Lines of data:

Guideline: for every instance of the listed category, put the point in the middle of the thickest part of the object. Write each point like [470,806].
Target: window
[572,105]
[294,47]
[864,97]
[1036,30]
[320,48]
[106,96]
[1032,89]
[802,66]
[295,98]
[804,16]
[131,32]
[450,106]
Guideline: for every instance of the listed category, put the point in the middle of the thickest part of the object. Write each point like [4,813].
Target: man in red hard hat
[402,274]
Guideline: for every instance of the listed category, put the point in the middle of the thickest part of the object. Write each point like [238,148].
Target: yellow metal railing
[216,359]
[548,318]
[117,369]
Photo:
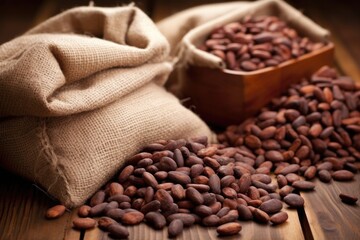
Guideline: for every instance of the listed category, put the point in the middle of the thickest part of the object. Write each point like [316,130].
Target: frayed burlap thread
[81,93]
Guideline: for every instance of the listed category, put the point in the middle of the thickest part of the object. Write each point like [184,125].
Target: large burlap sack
[80,93]
[200,21]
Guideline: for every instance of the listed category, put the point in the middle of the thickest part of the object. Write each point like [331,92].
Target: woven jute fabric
[197,23]
[82,92]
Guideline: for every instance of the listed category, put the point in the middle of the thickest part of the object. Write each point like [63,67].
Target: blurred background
[342,18]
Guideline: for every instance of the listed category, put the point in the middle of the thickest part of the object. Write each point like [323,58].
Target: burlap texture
[191,18]
[82,92]
[196,24]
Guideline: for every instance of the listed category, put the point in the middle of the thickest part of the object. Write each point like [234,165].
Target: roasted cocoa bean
[229,229]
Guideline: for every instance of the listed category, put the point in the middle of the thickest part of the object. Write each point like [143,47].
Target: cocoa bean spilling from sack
[180,183]
[257,42]
[312,130]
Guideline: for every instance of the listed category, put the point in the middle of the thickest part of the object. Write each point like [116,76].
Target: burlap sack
[80,93]
[200,21]
[191,18]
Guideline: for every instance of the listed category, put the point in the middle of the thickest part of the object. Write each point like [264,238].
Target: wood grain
[22,210]
[328,217]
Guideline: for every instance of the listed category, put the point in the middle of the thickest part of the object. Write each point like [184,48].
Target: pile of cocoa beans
[312,131]
[257,42]
[180,183]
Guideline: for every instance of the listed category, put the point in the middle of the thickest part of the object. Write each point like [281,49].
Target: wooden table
[23,205]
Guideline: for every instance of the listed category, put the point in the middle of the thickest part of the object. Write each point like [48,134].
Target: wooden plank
[22,209]
[250,230]
[328,217]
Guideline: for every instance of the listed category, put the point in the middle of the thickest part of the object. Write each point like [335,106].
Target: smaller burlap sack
[82,92]
[200,21]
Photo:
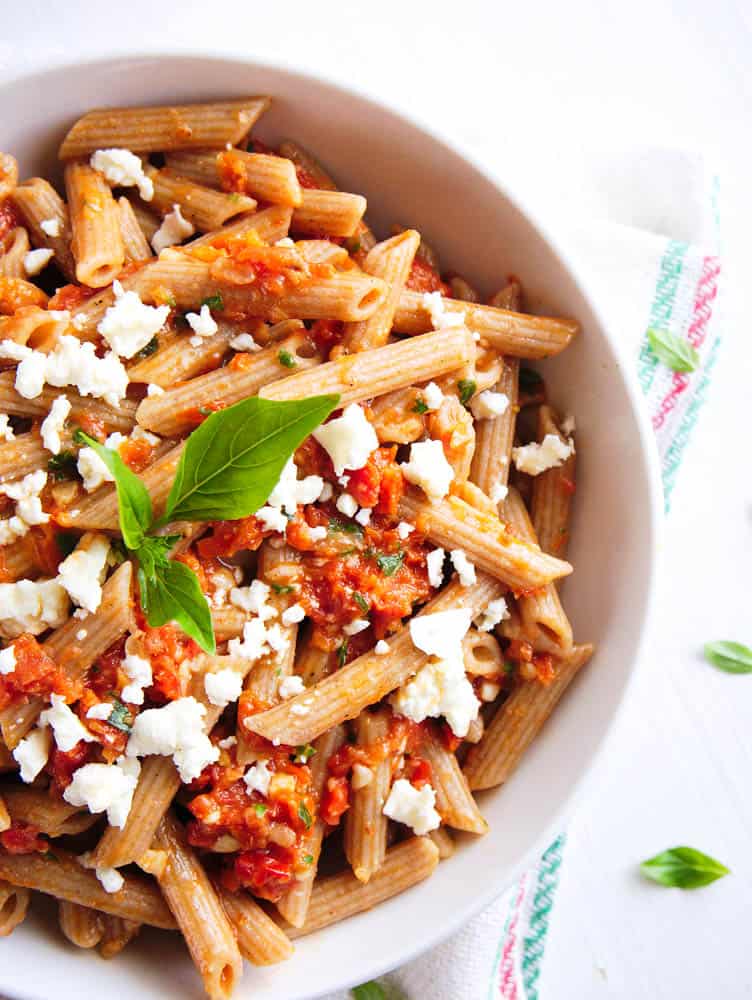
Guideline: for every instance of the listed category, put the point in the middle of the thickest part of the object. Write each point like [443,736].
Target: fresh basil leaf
[172,593]
[683,868]
[233,461]
[672,350]
[732,657]
[134,504]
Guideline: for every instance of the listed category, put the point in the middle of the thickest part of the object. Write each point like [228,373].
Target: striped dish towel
[643,276]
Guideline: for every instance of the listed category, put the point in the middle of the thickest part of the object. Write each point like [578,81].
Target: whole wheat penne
[96,242]
[453,524]
[454,801]
[391,261]
[494,437]
[517,334]
[158,129]
[543,618]
[14,903]
[135,244]
[199,913]
[517,723]
[204,207]
[341,896]
[38,202]
[328,213]
[82,926]
[293,906]
[552,493]
[62,876]
[365,822]
[371,373]
[367,679]
[173,412]
[52,815]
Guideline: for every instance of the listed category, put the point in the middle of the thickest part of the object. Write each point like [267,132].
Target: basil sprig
[683,868]
[229,466]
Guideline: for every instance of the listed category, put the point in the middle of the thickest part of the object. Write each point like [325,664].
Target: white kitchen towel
[650,248]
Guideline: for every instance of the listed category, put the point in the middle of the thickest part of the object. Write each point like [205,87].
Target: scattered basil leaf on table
[732,657]
[683,868]
[672,350]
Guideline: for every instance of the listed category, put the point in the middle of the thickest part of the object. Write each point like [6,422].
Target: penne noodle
[159,129]
[517,723]
[96,242]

[WHAT YOU SHOULD DO]:
Omit the pictures and restate the rest of the records verbatim.

[SOLUTION TO THIS EXERCISE]:
Guideline: for every instance of the listed category, put the point in the middle of the thickest part of the object. Write each point like [470,806].
Target: window
[572,105]
[294,47]
[864,97]
[1036,30]
[320,48]
[106,96]
[1032,89]
[802,66]
[295,98]
[804,16]
[131,32]
[450,106]
Guideline: for every instance of the listed category, put the point in the middle of the thickest part of the object. Write each point like [4,813].
Target: man in red hard hat
[402,274]
Guideline: for every instance of the listed category, put the point in the middle of the thickest part of the object. Write each point like [238,148].
Target: yellow metal railing
[216,359]
[548,318]
[117,369]
Photo:
Guideline: for every instance of the listed category, put the point in the middle of the thickest part of the object. Write each point like [316,130].
Target: frayed burlap thread
[81,93]
Guideline: for every instance of the listed category, put the point in the middle of the thickest part of the object. Write each point like [184,125].
Target: large burlap sack
[80,93]
[200,21]
Guideline: for every instance of the listed category, put the point in the middle of the thickest part of the object. Write each point like [331,92].
Target: woven jute fabric
[197,23]
[82,92]
Guideline: for every instance of the listed category, put the point in the middle of the thickest part of the object. Write each point like [63,67].
Target: blurred background
[342,18]
Guideline: for every instance of the listed category, put the point in the middle of the thickest part of the object. Write each point like [323,58].
Target: burlap texture
[191,18]
[82,92]
[196,24]
Guideline: for every instance of the listed category, put the point in the middle of the thickest part of the object. Write each point like [234,165].
Target: roasted cocoa bean
[229,229]
Guideline: for every instance of the listed category, put the point in the middle of the thickest part of the object. Write each point like [143,47].
Target: cocoa bean spilling from sack
[180,183]
[257,42]
[312,130]
Guideline: for every instance of the listed category, put the point in the middle of the thickest part of the object. Write each point like [116,76].
Target: burlap sack
[80,93]
[200,21]
[191,18]
Guideline: for every instance of the listed category, put the point in the middle of the thickest part of the object. Write each point like [264,238].
Target: wood grain
[22,210]
[328,217]
Guideline: for every instance of the listed category, put the point in the middle of the thickest part of the object. Write each point like [184,48].
Target: pile of cocoa beans
[312,131]
[257,42]
[180,183]
Guideline: for every instance of the listed category, put the point in the middle of the thickest part of the object. Write each point like [281,49].
Target: wooden table
[23,205]
Guideline: for every instance of the listed category, put the point in the middle of the thickest part of the object. Write each point like [48,134].
Target: wooden plank
[22,209]
[250,230]
[328,217]
Guideline: for every instance of the listed category, put the point in the middle of the thickest part of the object. Write each point like [335,106].
Target: smaller burlap sack
[82,92]
[200,21]
Photo:
Guideline: for every instance of the listed category, put the point in the middle of the thickest part of the object. Write each point like [443,736].
Target: fresh basil leaf
[172,593]
[683,868]
[233,461]
[672,350]
[732,657]
[134,504]
Guideline: for every instance of the listed category, put the point in the middle of the thickest part of the object. Write each point like [228,373].
Target: striped dish towel
[643,276]
Guideline: for every instance of the listed category, put the point in the middle of the thickest part of the object. Write each point like [578,81].
Target: whole wheat penne
[96,242]
[453,524]
[454,801]
[391,261]
[494,437]
[517,334]
[158,129]
[543,618]
[14,903]
[135,244]
[199,913]
[517,723]
[204,207]
[341,896]
[38,202]
[328,213]
[82,926]
[293,906]
[552,493]
[62,876]
[365,822]
[371,373]
[367,679]
[173,412]
[52,815]
Guideline: for every instance of the listed category, put the point in the middle of the thickest part of the object. Write each point like [267,132].
Target: basil sprig
[683,868]
[229,466]
Guideline: for every instance of the listed category, put the point in the middle of the thickest part of the object. Write each point like [325,664].
Target: white kitchen towel
[650,248]
Guideline: for every instance of the listed category, put the point in the middle of the thickest part of the object. Write each point like [205,87].
Target: scattered basil leaf on table
[732,657]
[683,868]
[672,350]
Guideline: for every instance of the listed category, put the point in the middle of the thickest part of the object. Write each point like [6,422].
Target: penne noodle
[159,129]
[517,723]
[96,242]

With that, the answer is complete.